To do: Gather every line in the records below that contains the string "tree", treating uppercase and lowercase as different.

Labeled-object pointing records
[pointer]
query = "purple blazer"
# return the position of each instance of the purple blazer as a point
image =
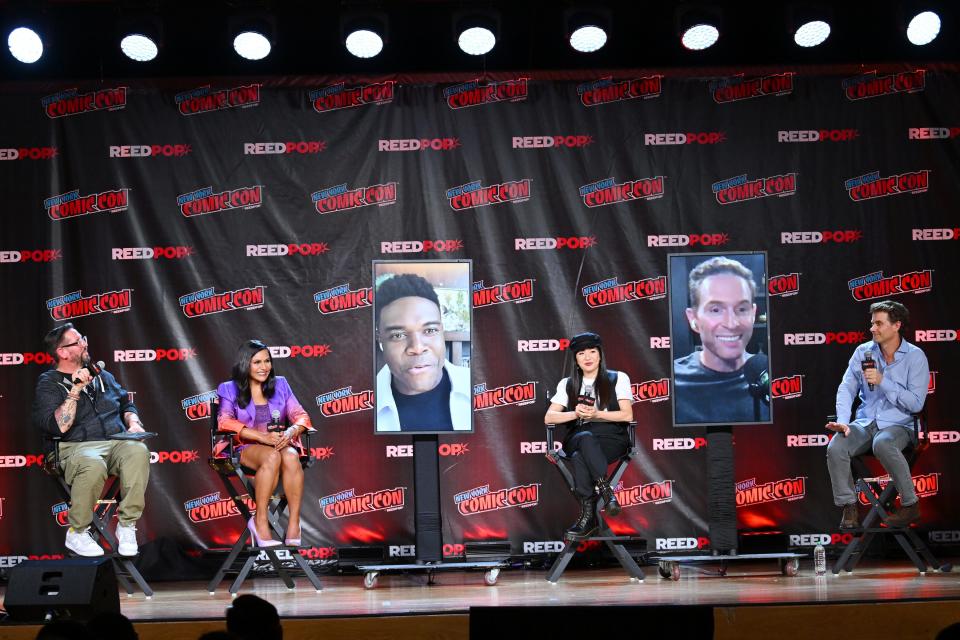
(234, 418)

* * *

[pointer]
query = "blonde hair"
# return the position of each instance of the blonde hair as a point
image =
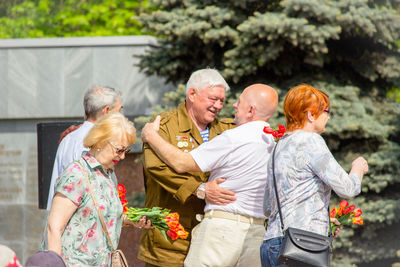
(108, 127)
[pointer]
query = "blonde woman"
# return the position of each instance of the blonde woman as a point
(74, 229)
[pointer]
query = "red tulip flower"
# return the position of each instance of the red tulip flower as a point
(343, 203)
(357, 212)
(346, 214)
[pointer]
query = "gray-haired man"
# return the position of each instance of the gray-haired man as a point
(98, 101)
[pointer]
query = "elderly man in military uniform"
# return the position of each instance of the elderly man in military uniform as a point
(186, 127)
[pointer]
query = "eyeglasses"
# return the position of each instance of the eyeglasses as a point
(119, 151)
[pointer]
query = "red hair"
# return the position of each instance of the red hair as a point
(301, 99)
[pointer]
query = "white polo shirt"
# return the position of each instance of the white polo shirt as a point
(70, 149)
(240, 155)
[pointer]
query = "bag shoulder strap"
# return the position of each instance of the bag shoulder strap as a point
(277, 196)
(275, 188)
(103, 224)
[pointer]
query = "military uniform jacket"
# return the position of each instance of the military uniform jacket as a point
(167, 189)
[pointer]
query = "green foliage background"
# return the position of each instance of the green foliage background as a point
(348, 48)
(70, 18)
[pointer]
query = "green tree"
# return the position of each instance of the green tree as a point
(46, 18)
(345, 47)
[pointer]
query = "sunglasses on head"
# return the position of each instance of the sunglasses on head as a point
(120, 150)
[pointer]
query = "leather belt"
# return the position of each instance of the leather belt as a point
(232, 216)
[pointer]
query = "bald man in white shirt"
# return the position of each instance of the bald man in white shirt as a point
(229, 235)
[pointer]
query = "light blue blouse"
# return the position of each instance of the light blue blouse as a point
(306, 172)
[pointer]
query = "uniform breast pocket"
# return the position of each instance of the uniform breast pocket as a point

Written solution:
query = "green tree"
# return the position of each instance of the green tree as a point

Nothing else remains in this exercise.